▶ Exercise objective:
Copy out each of the lines below word for word, leaving every one unchanged.

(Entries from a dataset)

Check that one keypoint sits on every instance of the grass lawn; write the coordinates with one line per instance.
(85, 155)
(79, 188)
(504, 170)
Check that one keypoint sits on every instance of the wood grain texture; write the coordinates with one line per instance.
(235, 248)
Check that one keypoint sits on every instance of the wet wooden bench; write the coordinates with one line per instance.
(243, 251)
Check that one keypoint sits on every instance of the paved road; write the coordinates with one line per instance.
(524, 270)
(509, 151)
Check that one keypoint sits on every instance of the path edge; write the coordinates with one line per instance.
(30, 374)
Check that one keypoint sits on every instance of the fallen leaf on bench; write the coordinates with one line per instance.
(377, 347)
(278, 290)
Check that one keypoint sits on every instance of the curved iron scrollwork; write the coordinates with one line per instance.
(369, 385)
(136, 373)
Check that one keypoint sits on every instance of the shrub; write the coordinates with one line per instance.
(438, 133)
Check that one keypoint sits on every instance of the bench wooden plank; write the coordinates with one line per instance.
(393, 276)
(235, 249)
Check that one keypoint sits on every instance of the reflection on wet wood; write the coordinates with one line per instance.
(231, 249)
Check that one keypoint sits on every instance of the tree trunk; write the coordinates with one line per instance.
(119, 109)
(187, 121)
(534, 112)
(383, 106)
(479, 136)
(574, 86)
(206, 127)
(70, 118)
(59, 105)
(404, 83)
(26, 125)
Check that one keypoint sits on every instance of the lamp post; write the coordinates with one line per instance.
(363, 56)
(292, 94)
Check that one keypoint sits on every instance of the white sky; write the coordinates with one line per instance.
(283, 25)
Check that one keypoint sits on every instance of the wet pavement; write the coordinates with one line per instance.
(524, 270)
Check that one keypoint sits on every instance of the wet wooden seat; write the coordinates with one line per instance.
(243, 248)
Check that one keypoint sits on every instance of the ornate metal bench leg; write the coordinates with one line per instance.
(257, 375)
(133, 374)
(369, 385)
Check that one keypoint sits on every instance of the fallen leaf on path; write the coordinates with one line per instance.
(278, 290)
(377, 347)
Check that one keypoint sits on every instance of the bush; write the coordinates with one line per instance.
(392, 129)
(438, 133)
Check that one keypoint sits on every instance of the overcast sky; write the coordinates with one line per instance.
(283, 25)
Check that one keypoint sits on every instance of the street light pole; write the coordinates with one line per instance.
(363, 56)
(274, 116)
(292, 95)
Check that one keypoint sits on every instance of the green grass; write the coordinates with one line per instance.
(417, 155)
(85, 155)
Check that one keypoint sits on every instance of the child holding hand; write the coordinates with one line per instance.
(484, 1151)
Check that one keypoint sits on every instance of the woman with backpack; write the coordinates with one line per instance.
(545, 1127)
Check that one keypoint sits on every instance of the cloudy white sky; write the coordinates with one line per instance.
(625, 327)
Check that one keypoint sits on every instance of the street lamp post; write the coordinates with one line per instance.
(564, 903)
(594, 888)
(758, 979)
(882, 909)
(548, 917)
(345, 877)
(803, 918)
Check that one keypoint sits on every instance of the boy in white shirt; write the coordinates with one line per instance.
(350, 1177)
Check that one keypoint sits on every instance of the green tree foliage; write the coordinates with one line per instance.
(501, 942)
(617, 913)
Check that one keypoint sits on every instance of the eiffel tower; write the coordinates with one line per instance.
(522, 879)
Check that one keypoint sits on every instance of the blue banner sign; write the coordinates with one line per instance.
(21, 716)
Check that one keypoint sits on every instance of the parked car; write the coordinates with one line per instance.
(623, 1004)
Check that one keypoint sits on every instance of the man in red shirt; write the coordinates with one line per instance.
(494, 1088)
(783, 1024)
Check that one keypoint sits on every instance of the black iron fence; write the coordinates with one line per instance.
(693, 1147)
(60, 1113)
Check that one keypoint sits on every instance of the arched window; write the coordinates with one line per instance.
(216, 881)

▶ Response to this exercise:
Check that one keypoint sits on every instance of the grass lawn; write the coordinates with one line per instance.
(85, 155)
(79, 188)
(504, 170)
Check that one keypoint sits on every instance of the wood grain texture; write the coordinates with one line per instance.
(235, 248)
Check that one keypoint sits on every instance of the wet wooden bench; write the coordinates with one line per instance.
(243, 251)
Check that one keypoint sits on every instance of the paved road; write the coordinates with one line per instance.
(524, 270)
(509, 151)
Check that one keypoint sits on every instance of the path edge; write the coordinates with one line per instance.
(30, 374)
Check that one keypoint sits on every instance of the fallen leaf on bench; write the coordinates with one line per instance.
(377, 347)
(278, 290)
Check that one keypoint sits on every instance of the curved iron scrollwork; write the coordinates with one line per instance.
(369, 385)
(136, 373)
Check that one keypoint sits on every instance of the shrub; write the coordinates with one line per instance.
(438, 133)
Check that one keypoint sits on every instance of the bench wooden plank; write the coordinates with one line per instance.
(393, 276)
(235, 249)
Check that one keypoint sits on every instance of the reflection on wet wood; write the coordinates with one line per instance.
(231, 249)
Check that one keypoint sits on every instance of the tree trunk; write the coordinates with one line per instance.
(119, 109)
(187, 121)
(534, 112)
(383, 106)
(479, 136)
(574, 86)
(206, 127)
(70, 118)
(59, 105)
(404, 83)
(26, 125)
Check that one keypoint sits on every instance of the lamp post; write the coordinates with one line per instance.
(363, 56)
(292, 94)
Check that one keypoint sits on every instance of the white sky; write the coordinates with one line per instance.
(283, 25)
Check that one keypoint sits on every instance of the wet pavement; write the coordinates with one line per instance.
(524, 270)
Check that one keypoint sits on every instance of the wet wooden seat; write the coordinates with one line per instance.
(243, 248)
Check that one keypoint sits on every instance of the ornate metal bench leg; write the coordinates with one line per instance.
(257, 375)
(133, 374)
(369, 385)
Check that one keypoint sits on every instance of the fallen leaf on path; write the coordinates with one line per instance.
(278, 290)
(377, 347)
Check that one keypoint sits on every instance of the bush; write the coordinates with one line per instance.
(392, 129)
(438, 133)
Check that one keypoint sits on every instance of the overcast sky; write the coordinates with one line per instance.
(283, 25)
Check that one keypoint sits on every instance of the street light pole; write the coordinates with one line per instance.
(363, 56)
(274, 116)
(292, 95)
Check that one keypoint sits on every instance of the green grass; write the coordinates with one line per instance.
(417, 155)
(85, 155)
Check that one keypoint sits on every instance of the child holding hand; write the coordinates with one line per instance.
(484, 1151)
Check that one keypoint sits on every instance of the woman with backpack; write the coordinates with one line per instance.
(545, 1127)
Check that one keypoint sits on every instance of the cloudy white sky; write the coordinates with one line per instance.
(625, 327)
Check that one keypoint sits on every instance of the street lamp post; write the coordinates with one line per instance.
(564, 903)
(594, 888)
(758, 979)
(882, 909)
(548, 917)
(345, 877)
(803, 918)
Check that one keypoint sits on every instance of the boy in white shirt; write the coordinates with one line per instance.
(350, 1177)
Check that one keypoint sits on every instance of the green tree foliage; write the coordinates with one line per instance.
(501, 942)
(617, 913)
Check that one keypoint sits on every instance of the eiffel tower; write the coordinates with one line per instance.
(522, 879)
Check that one keypoint sits on every instance of the blue banner sign; write the coordinates with one line per instance.
(21, 716)
Check that one keypoint sits on every instance of the parked car; write the coordinates with one line per instance.
(623, 1004)
Check that one keypoint sits on every instance of the man in red shirt; write the coordinates with one line per instance.
(494, 1088)
(783, 1024)
Check that one keypoint sits on every instance of the black iron fence; write the coordinates with one line per instance.
(693, 1147)
(60, 1113)
Check that one keypoint sits on every instance of the arched window; write the coordinates with one line per instance.
(216, 881)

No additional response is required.